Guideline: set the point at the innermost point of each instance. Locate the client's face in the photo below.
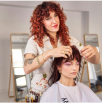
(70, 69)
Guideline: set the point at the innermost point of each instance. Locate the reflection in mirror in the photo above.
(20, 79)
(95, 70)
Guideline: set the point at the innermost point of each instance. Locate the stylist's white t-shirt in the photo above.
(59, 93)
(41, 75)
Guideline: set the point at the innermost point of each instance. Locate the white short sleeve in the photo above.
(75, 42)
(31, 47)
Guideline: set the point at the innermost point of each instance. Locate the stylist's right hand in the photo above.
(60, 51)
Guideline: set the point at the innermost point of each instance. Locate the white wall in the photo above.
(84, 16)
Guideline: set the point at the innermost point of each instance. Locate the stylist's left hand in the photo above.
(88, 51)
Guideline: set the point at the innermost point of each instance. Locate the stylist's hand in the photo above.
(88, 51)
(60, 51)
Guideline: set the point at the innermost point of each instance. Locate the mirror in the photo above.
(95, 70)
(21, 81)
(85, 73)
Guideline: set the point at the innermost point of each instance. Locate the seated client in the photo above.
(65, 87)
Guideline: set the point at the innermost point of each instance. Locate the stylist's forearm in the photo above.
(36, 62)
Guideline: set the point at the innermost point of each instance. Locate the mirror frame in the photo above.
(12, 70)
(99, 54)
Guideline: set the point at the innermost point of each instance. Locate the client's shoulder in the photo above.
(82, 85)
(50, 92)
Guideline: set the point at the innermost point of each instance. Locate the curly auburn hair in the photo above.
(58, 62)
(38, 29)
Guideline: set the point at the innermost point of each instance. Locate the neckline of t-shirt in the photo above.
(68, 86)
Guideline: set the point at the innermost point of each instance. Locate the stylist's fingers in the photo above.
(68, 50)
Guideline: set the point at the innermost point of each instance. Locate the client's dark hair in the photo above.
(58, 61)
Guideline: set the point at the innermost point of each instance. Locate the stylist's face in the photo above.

===

■ What needs to be done
Copy the items word for word, starting with the line that contains "frame in the photo above." and continuing through the last line of the items.

■ Solution to this task
Guideline: set the point at the innermost point of each instance. Locate the mirror frame in the photo above.
(12, 70)
(99, 54)
Guideline: set the point at the innermost point of each instance. Locate the client's shoulder in the photo above.
(82, 85)
(50, 92)
Guideline: set the point at the innermost point of each instance. Locate the curly auburn hair in the photo above.
(58, 62)
(38, 29)
Guideline: set the point at the innermost point of each instance. Locate the neckline of t-shirt in the photo above.
(68, 86)
Guideline: set the point at the innermost point of each instance. Locate the stylist's fingers in the photo above.
(68, 50)
Guideline: set the point at the innermost point of each instance. Locate the client's dark hair in the photo above.
(58, 61)
Guideline: set the point at the innermost point of each instance. Locate the stylist's face in the photo above.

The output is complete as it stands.